Please restate, word for word, the lines below that begin at the one with "as [[637, 206]]." and end at the one with "as [[320, 186]].". Leave out all other lines.

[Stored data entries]
--- START ---
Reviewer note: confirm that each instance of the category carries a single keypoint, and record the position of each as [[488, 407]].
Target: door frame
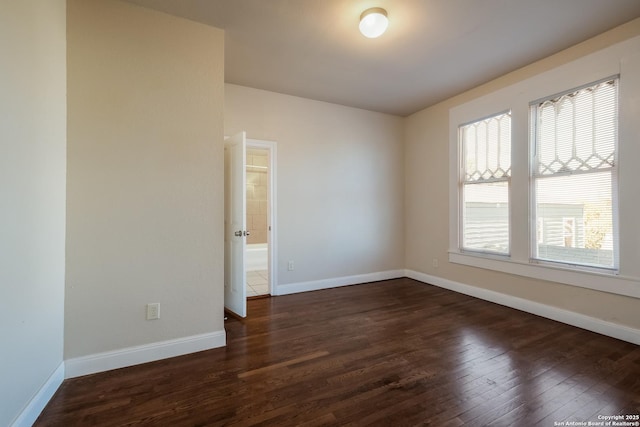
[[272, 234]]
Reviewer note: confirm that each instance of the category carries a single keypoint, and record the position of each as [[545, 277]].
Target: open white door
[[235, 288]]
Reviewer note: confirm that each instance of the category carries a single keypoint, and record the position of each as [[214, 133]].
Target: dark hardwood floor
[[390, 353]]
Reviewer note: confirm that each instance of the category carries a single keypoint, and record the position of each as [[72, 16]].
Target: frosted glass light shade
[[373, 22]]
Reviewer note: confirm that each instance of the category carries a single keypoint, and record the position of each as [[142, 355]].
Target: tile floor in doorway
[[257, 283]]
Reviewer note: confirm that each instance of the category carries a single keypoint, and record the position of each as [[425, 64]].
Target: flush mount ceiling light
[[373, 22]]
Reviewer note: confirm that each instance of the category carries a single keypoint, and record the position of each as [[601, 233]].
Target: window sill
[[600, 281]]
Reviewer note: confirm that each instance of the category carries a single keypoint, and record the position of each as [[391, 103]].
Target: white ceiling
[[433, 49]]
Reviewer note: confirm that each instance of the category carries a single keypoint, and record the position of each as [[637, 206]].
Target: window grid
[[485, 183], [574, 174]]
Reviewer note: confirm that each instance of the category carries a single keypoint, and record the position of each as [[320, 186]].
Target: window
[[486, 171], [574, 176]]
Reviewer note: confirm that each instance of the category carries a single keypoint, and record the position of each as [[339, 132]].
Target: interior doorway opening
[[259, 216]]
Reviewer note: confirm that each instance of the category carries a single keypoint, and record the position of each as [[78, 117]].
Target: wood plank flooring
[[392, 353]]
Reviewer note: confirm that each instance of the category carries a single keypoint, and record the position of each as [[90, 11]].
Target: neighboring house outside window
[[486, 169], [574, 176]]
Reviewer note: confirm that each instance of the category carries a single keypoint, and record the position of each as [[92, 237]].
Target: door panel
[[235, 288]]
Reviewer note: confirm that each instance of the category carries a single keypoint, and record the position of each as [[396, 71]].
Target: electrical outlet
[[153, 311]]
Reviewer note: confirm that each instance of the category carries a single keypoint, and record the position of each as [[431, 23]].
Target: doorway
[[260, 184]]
--- END ---
--- START ---
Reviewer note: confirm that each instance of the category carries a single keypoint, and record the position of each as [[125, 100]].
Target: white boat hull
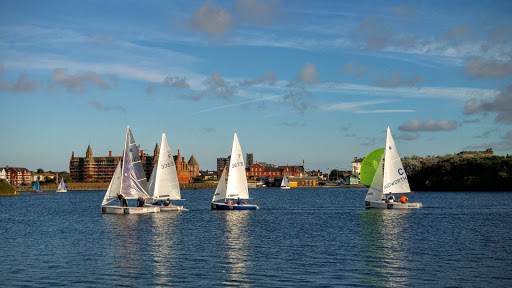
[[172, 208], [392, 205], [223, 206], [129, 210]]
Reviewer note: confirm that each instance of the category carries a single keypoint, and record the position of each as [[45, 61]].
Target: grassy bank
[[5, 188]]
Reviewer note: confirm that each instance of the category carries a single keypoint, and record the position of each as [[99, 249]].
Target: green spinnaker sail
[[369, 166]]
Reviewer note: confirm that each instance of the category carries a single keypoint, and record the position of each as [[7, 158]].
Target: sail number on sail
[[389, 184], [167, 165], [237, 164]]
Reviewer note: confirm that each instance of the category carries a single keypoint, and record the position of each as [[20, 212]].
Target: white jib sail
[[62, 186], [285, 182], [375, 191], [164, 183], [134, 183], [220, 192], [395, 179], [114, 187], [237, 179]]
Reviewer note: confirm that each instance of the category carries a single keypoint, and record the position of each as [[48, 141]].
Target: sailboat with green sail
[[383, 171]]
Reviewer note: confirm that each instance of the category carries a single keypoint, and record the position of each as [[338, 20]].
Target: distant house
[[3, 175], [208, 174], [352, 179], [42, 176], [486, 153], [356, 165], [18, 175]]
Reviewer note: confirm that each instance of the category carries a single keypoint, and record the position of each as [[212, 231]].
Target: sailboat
--- END ---
_ANSWER SECTION:_
Reviewer note: confirm that each instance of the category carries a single keypoint, and record the position of each as [[637, 206]].
Target: window grid
[[485, 183], [574, 174]]
Reviewer note: confirm that each instance of the category carries a single keypoint, and record the position of each as [[320, 186]].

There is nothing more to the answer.